PROBLEM REQUIREMENTS: Each line of the data below that carries the word "yellow" needs to be copied.

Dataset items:
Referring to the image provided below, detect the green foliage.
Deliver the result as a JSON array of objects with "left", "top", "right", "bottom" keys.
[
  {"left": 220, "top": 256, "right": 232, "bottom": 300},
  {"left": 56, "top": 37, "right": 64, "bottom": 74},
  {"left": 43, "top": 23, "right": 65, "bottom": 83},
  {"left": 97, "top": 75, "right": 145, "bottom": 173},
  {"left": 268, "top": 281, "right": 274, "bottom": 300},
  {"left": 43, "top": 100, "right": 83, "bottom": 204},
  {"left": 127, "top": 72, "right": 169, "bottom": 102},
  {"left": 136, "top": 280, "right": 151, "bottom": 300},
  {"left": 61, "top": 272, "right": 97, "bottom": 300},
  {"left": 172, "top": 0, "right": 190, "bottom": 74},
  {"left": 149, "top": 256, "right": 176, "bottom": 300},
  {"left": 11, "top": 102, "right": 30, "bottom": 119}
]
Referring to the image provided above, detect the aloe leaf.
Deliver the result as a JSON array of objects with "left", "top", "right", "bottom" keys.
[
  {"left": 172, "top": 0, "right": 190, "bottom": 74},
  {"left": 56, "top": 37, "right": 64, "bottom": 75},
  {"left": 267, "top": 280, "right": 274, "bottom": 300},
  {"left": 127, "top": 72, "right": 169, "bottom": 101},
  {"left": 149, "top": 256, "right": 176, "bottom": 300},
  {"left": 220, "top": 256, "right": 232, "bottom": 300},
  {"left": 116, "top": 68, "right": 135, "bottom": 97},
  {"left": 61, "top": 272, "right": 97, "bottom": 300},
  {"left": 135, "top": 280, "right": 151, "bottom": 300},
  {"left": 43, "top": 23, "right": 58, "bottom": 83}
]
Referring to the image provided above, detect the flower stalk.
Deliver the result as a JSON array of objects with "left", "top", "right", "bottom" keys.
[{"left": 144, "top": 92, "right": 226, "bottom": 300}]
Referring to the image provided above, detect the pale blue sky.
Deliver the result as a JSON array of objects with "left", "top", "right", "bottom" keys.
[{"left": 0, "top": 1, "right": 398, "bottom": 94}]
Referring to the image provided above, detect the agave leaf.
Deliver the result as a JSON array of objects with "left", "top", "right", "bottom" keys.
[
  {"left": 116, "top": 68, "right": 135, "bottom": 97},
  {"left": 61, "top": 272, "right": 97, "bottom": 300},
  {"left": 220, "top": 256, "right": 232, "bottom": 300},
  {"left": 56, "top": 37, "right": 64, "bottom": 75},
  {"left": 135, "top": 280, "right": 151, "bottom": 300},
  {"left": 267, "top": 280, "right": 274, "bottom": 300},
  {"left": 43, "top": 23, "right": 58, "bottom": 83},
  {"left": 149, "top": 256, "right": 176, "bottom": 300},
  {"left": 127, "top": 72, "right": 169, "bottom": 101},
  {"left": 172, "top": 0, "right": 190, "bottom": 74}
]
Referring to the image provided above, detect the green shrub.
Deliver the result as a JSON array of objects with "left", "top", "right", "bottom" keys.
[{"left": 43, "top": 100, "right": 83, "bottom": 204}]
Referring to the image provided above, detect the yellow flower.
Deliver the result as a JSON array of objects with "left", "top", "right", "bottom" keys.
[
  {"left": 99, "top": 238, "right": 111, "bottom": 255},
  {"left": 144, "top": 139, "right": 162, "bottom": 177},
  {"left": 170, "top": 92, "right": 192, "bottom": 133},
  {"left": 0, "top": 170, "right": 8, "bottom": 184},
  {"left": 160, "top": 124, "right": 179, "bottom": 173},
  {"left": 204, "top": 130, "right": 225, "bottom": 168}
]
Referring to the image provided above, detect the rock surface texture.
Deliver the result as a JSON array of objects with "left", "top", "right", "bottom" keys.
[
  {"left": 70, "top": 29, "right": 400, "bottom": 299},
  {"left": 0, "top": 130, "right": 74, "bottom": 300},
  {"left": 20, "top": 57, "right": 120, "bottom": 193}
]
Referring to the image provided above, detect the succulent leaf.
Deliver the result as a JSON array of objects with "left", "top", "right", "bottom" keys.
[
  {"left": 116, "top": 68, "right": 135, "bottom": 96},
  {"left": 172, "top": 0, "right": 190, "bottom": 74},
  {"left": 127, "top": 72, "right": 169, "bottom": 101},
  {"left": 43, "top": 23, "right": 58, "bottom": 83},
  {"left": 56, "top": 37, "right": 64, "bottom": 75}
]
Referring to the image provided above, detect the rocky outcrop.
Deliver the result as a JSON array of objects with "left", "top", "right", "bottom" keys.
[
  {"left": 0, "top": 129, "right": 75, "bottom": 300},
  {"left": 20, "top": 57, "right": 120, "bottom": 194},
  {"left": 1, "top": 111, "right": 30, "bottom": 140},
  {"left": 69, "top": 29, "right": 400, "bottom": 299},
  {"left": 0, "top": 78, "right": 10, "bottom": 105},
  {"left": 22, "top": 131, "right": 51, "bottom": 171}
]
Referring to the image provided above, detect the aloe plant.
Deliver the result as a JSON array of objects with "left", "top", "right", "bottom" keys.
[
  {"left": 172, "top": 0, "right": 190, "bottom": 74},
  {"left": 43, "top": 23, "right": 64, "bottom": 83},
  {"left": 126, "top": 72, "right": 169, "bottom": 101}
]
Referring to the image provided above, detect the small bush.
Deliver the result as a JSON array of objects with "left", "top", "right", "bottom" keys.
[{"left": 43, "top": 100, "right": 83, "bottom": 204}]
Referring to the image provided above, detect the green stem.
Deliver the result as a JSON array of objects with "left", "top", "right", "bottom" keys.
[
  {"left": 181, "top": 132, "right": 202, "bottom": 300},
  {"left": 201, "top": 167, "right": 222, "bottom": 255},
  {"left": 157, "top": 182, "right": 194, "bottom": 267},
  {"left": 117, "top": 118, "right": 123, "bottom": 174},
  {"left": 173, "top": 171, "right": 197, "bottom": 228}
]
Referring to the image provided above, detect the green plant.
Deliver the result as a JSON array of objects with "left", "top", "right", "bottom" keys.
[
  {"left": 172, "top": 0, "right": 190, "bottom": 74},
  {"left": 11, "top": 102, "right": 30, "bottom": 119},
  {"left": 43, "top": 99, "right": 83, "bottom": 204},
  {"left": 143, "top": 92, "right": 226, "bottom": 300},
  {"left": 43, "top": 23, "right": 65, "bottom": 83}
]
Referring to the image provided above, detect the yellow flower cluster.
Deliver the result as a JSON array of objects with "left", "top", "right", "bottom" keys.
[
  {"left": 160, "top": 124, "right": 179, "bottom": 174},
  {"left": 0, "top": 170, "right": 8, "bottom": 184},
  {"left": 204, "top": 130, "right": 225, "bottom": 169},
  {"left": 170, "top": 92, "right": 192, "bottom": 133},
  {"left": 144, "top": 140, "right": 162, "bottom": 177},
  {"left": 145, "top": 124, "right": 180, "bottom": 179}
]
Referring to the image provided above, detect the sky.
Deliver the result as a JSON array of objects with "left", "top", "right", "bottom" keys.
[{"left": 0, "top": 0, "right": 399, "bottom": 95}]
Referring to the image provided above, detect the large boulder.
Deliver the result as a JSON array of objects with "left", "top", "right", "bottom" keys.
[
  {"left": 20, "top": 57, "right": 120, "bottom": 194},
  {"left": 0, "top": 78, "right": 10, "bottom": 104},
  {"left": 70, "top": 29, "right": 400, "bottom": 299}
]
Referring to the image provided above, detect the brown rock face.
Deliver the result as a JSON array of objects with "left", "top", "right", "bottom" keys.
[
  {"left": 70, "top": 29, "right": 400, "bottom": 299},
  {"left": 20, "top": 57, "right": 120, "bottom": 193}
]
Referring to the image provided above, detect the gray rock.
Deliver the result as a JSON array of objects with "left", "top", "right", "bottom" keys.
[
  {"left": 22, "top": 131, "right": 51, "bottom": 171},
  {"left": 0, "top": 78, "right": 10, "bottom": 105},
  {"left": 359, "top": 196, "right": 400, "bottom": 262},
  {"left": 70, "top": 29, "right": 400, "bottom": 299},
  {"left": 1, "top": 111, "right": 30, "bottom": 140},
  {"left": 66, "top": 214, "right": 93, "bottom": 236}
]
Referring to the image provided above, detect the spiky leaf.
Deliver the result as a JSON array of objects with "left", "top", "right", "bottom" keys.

YOUR RESPONSE:
Referring to the image provided above, detect the yellow flower.
Referring to the image provided above, detect the yellow flower cluster.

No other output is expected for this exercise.